▶ _What the task requires_
Drop every picture and give the entries back exactly.

▶ _Data excerpts_
▬▬▬
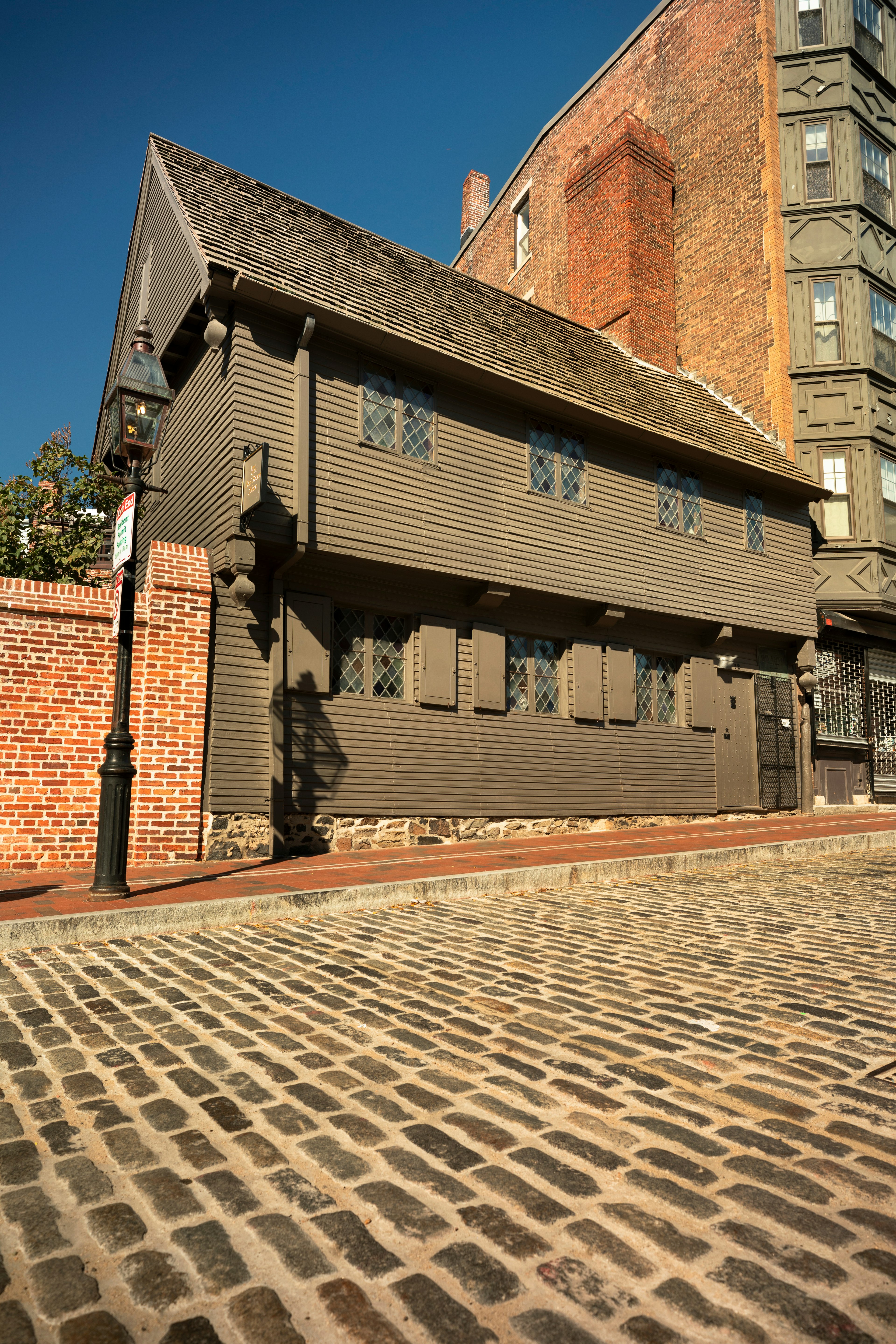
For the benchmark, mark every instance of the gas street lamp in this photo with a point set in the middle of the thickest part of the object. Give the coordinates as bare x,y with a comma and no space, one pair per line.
136,410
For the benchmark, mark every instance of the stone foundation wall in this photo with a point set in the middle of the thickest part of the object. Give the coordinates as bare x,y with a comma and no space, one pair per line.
246,836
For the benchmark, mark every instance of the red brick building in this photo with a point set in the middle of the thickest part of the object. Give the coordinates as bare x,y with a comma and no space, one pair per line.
719,200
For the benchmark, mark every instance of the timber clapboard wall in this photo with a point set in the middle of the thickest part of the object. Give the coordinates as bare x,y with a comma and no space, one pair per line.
416,539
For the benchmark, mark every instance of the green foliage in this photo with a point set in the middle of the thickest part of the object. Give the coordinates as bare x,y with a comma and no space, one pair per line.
46,527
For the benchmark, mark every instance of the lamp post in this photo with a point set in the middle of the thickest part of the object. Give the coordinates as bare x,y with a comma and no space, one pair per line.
136,410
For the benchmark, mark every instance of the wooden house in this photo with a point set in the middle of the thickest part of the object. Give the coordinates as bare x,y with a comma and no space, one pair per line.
492,561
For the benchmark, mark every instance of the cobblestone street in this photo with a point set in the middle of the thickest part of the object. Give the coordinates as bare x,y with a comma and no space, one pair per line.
630,1112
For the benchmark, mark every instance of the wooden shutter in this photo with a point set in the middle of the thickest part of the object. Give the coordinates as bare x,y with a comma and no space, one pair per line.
308,640
621,702
703,694
488,668
588,679
438,661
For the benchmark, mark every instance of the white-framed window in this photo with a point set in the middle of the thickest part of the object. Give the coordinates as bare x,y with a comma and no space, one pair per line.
876,189
870,32
756,522
883,322
655,686
679,500
827,322
369,654
835,476
522,233
819,175
557,462
889,491
398,413
811,23
534,674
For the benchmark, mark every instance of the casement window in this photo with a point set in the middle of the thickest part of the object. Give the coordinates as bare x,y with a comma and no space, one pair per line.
819,170
883,322
837,509
522,233
679,500
557,463
369,654
870,32
876,178
398,413
532,674
889,490
811,23
756,523
827,322
655,687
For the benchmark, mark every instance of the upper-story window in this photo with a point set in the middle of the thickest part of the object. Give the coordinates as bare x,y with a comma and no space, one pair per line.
369,654
870,32
811,23
827,322
889,490
655,686
756,522
679,500
557,463
398,413
522,226
876,178
532,674
835,476
819,177
883,322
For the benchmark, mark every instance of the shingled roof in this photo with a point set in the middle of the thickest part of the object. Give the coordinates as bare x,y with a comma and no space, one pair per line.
284,244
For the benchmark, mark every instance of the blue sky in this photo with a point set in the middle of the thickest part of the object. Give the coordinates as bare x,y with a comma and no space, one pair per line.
373,113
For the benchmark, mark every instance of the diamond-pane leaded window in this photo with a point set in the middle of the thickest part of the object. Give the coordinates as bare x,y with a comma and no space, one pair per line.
420,414
557,463
547,681
691,504
665,691
389,658
348,648
667,497
518,672
379,406
542,466
756,522
644,686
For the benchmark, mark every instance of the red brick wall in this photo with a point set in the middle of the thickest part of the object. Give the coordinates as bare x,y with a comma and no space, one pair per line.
58,675
703,77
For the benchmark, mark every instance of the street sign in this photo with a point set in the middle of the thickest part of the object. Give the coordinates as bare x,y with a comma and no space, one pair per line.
116,604
124,532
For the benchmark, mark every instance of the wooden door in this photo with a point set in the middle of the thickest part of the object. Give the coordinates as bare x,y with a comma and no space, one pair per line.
737,767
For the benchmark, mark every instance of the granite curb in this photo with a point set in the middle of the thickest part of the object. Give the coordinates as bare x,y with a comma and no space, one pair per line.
52,931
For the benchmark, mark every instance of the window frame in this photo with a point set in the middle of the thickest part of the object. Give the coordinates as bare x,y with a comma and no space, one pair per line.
760,497
559,432
811,46
827,123
678,663
680,529
887,154
562,646
837,323
402,378
848,497
370,616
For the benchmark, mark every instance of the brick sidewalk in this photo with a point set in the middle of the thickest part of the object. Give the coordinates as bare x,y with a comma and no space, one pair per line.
35,894
626,1112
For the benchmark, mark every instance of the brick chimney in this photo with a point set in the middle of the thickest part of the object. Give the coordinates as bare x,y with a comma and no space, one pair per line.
475,205
620,241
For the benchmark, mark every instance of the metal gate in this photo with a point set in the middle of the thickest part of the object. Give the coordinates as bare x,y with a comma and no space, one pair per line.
777,742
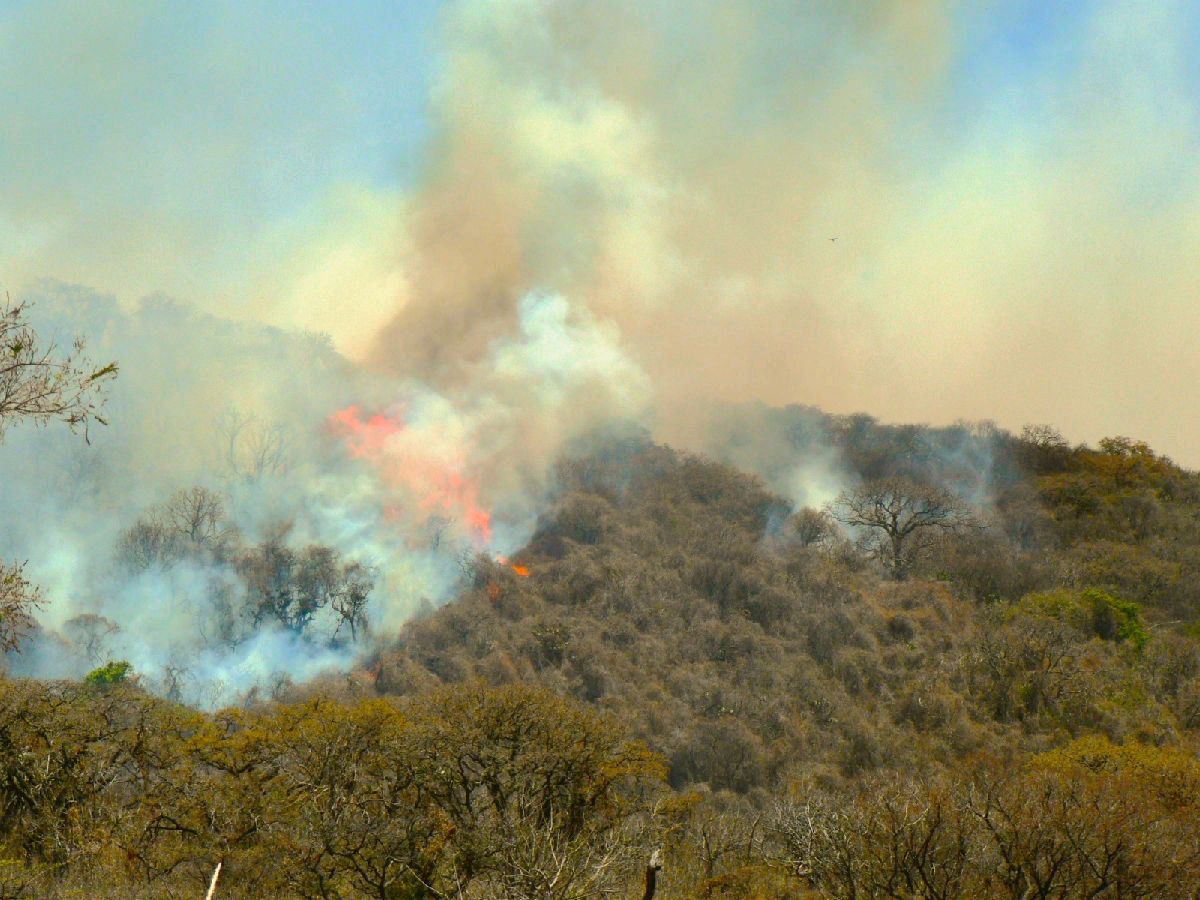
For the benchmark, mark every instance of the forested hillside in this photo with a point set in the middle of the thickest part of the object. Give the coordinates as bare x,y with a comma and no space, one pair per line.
953,679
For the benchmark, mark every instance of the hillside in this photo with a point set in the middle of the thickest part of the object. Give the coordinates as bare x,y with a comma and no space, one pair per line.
1003,705
753,648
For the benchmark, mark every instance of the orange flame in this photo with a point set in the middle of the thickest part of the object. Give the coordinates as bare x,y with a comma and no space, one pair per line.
522,570
436,486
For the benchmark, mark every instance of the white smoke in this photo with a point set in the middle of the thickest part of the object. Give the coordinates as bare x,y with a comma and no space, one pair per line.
▬▬▬
▶ _Solved problem_
For the benchmark, mark every instance of the gas street lamp in this photo with a point set in the middle of the thickest part of the object. Give the coordinates as bare x,y with a comma and no space, one pair per line.
136,410
For the benchmark, mark every instance of the stone foundation wall in this photo with a point set in the middle of the thickest part of the object. Give the coordinates as bare x,y with a comma and no space, one pair per line.
246,836
For the benchmark, mark every instance of the red brick building in this photo with a point set in the middle of the thickest part of the object. Give the coordinates as bare x,y with a comma and no space, one pair per line.
719,200
For the benchmark, mark every instance of the timber clapboard wall in this photo with a point set in the middle of the thickest part of the object. Give the coordinates as bare x,y with a comma and no space, one pair per line.
416,539
For the benchmark, mark every instance of the green foliage in this photo with a point set in the middle of the thickest part of the object. Give the coordinates as bare x,y with a comma and no space, one pair per line.
46,527
For the benchmark, mark every instance of the lamp post in this photo with a point set in the middle of the thickest part of the object. Give the coordinates as bare x,y with a comma and no space, one pair per line.
136,410
For the benchmark, mark every instance of the wooden house in this photo with a point set in the middle of the thickest part of the object. Give the coordinates as bare x,y with a comma and no space, one pair per line.
492,561
For the benchmark, mark every instance of the cobblestone street in this photo with a point set in the middle of the thickest part of the object. Give the coordinates as bare x,y with a comma and no space, one pair per line.
630,1112
For the benchmark, mark every instance of the wooden shutter in this photo with a point set in the middle of the thickest part of the object. Give the coordinates as bare x,y with a comma and no space, one pair per line.
308,640
621,702
703,694
488,668
588,679
438,661
For the benchmark, mark every instance of the white-framed window in this photo with a point set in the middle of the thickest part of the object. Give the coordinates as bare x,y with a comma and no space, one pair per line.
876,189
870,32
756,522
883,322
655,686
679,500
827,322
369,654
835,476
522,233
819,175
557,462
889,491
398,413
811,23
534,674
For the benchmark, mark every instance of the casement window in this photo with a point set in the middle of the thickest part of the object. Give the coordinates as bare x,y with a comma and no space, one pair per line.
819,170
883,322
837,509
522,233
679,500
557,463
369,654
870,32
876,178
398,413
532,674
889,490
811,23
756,523
827,322
655,687
For the benchmark, mark every instance of the upper-story window in this photo with a point set in the middle of the thickest part of the object. Give the coordinates as bare x,y with a comma and no space, one pair per line.
369,654
870,32
811,23
827,322
889,490
655,686
756,522
679,500
557,463
398,413
522,226
876,178
532,674
835,476
819,177
883,322
For the benchmark, mark every instance of the shingled roof in this photo with a point set in the middle of the thickest part of the object. Give the coordinates as bare x,y with a comma and no space, one pair per line.
284,244
For the benchmark, mark every instance of the blue sky in this photo with a point set in the middle of the thickest part of the object. Give the coordinates as bare x,y with a comma and no space, one pair per line.
373,113
For the benchmark, mark every instance of the diamond-pane leaded window in this photo with a point set in the middle of the thickest part of the object. Give the coordinates as bare x,y with a comma and no space, one pair per line.
420,414
557,463
547,681
691,504
665,691
389,658
348,648
667,497
518,672
379,406
542,466
756,522
644,686
For the benchmark, mark every instance of the red brick wall in this photo with a point set in the middle of the thickest part of the object. Give the coordinates as bare x,y with a comma and no space, one pair per line.
58,675
703,77
For the benchmark, mark every instance of the street sign in this photo with a point set in the middle of the thickest part of the object. Give the coordinates as bare x,y with a comma and no space, one pair per line.
116,604
124,532
For the benchmark, mark every instance of the wooden door in this photo with a point set in the middle of the thickest part of the object. Give the coordinates as bare x,y with a comma and no space, one pair per line.
737,767
For the benchmark, mark every instance of the granite curb in this photo with a point set in the middle of the thickest part of the object. Give the coordinates as bare x,y with a comma and no space, one pair per line.
52,931
For the benchmark, mark every instance of the window frame in this photo with a point set in the middle of the thickest part of the object. Give the coordinates as bare x,y with a comma and no space, one pair per line.
760,497
559,432
811,46
827,123
678,663
680,529
887,154
562,646
837,323
402,378
848,497
370,616
For the benchmark, mark every instance of the brick sidewalk in this photo with a point set in the middle of the thickest part of the object. Give the coordinates as bare x,y with a comma and no space, one pair per line.
35,894
626,1112
For the benchmark, mark every instance of the brick chimney in this photo with a point set in the middle of the thickest part of the object. Give the coordinates as bare x,y with a comma and no space, one pair per line.
475,205
620,241
For the benchmark, mark every instance of the metal gate in this photo with a point set in the middle of the thickest part of the object. Give the coordinates as bare x,y with a comma and no space, one pair per line.
777,742
For the benchmark, mark every instance of the forested hillside in this photo with a point set in the middle of the thickest part of the object. Give the coordinates as bare x,y with a comma and no space, one pair per line.
953,679
For the benchmark, mark every instance of the hillside in this photo with a point set in the middle of the thickest part of the object. Give the coordinates as bare x,y with a comma and no space, one pair per line.
1003,705
753,648
For the benchmark, mark every instance of the orange flame in this photo with a point set in the middle of the thickest part of the object. Give the coordinates as bare x,y with a comma and no space, one pair per line.
522,570
436,486
For the benchmark, mark every instance of the white smoke in this photo with a point set in the middle of the thickest part of the object. Give the coordinates as bare x,y with a comma and no space, one pair per line.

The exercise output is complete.